*Passage provided*:
────

"Business is great," said Uri Landesman, a money manager at Aaron Fleck & Associates. "I'm feeling better about the market than I've felt in a while. I'm finding things to buy. I wish I had more cash."
Mr Landesman has been buying America Online. Its stock has lost about 30 per cent of its value in two months. He's also bought a stake in CMGI, an internet investment company whose shares are down 40 per cent from their high in April.
Internet shares aren't the only ones under pressure. Since the end of January, the Standard & Poor's 500 has eked out a 4 per cent gain while the Nasdaq has fallen 1 per cent. Meanwhile, corporate profit growth has surpassed expectations. This "trading range" continued last week as the S&P 500 gained 2 per cent and the Nasdaq 0.3 per cent. The Dow Jones, up nearly 18 per cent this year, led by economically sensitive shares, gained 2.2 per cent.
These concerns have weighed on the market for most of the year, particularly since early April when the yield on the 30-year Treasury bond stood at 5.4 per cent. It is nearly 6 per cent today, close to a one-year high.

────

*Given request 1*: From the listing below, extract every line that contains the word "tree".

────

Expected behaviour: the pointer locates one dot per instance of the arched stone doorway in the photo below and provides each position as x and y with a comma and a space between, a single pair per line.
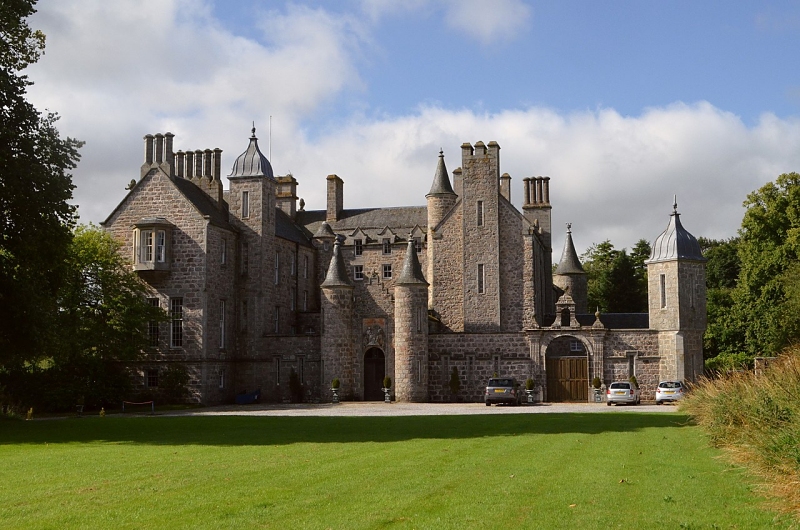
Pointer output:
374, 372
567, 368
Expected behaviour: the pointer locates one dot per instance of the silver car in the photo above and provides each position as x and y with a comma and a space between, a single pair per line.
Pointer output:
669, 391
622, 392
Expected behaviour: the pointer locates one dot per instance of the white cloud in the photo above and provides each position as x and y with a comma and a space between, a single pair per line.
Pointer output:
499, 20
118, 73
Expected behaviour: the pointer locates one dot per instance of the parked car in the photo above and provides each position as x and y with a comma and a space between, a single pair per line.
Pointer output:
622, 392
669, 391
502, 390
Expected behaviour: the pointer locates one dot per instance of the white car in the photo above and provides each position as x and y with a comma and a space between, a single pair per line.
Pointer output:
622, 392
669, 391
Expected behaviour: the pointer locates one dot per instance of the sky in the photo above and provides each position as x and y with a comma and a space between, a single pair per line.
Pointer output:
624, 105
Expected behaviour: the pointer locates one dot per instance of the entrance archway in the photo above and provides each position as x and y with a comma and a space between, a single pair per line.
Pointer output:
374, 372
567, 367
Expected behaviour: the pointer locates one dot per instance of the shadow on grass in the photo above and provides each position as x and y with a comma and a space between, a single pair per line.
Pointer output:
270, 430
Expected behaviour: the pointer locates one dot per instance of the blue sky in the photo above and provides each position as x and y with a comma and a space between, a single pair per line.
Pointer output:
622, 104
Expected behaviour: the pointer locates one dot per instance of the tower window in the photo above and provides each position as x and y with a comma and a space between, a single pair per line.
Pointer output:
176, 326
222, 324
245, 204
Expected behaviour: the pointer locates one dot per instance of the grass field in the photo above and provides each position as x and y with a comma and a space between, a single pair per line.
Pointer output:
611, 470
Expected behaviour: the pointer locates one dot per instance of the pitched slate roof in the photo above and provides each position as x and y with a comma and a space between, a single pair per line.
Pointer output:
286, 229
401, 220
204, 204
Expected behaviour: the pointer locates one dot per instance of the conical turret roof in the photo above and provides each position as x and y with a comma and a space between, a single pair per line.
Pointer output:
337, 272
569, 264
441, 182
411, 273
675, 242
252, 163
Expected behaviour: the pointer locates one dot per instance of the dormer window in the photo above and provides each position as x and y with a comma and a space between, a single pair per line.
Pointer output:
152, 242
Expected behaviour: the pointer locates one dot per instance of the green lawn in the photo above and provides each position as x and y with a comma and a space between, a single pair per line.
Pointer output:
611, 470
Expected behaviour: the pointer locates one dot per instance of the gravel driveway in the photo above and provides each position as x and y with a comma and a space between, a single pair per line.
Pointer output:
411, 409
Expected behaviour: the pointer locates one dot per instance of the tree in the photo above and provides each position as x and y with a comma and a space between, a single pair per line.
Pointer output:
35, 187
617, 281
722, 273
768, 250
102, 318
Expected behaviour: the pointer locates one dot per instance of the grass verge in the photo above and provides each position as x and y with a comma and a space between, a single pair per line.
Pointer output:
756, 420
612, 470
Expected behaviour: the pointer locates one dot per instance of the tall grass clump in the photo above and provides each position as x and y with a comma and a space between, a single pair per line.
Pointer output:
755, 418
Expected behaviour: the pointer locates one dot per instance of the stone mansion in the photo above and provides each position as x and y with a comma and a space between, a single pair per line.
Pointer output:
260, 290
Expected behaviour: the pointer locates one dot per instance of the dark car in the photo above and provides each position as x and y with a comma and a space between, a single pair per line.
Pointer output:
502, 390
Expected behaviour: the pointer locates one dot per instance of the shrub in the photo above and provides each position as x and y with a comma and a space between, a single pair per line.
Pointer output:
756, 419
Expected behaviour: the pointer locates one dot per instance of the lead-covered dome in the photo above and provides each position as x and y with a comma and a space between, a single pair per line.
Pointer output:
675, 242
252, 163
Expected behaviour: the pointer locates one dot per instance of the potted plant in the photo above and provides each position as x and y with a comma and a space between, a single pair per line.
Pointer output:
387, 384
335, 389
596, 384
529, 387
455, 383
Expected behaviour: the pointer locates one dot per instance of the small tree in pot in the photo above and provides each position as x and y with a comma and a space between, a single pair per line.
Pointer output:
455, 383
387, 384
335, 389
529, 387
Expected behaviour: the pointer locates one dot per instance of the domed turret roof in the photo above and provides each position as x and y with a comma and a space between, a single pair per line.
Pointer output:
569, 264
411, 272
675, 242
252, 163
337, 271
441, 182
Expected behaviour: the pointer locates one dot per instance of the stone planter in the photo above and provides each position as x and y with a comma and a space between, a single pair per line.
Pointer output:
530, 395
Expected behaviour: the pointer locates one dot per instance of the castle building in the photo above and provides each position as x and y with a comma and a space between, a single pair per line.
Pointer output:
261, 291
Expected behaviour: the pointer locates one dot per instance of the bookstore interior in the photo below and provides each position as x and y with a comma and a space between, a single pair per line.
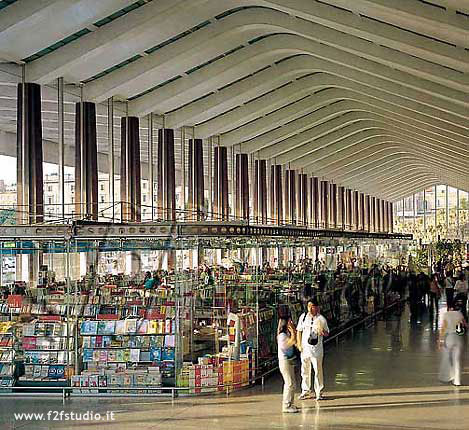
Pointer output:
194, 313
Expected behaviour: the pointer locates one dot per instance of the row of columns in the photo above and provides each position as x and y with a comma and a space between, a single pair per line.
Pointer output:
288, 197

────

*Given request 2*: Reproduce the section of the market report above starting at "Internet shares aren't" and ending at "2.2 per cent.", renaming "Nasdaq" as "Nasdaq Composite" throughout.

*Task result 1*:
Expected behaviour: the pointer locates one dot per instance of the tree in the photo above and provides each position as x and y with a comma and a space between, a single pair per line.
Expected behaviour: the pointer locates one dot per instance of the small tree in pot in the photo above and provides each position as x and y with a comma and a space between, a single pair per line.

*Task result 2*:
Internet shares aren't the only ones under pressure. Since the end of January, the Standard & Poor's 500 has eked out a 4 per cent gain while the Nasdaq Composite has fallen 1 per cent. Meanwhile, corporate profit growth has surpassed expectations. This "trading range" continued last week as the S&P 500 gained 2 per cent and the Nasdaq Composite 0.3 per cent. The Dow Jones, up nearly 18 per cent this year, led by economically sensitive shares, gained 2.2 per cent.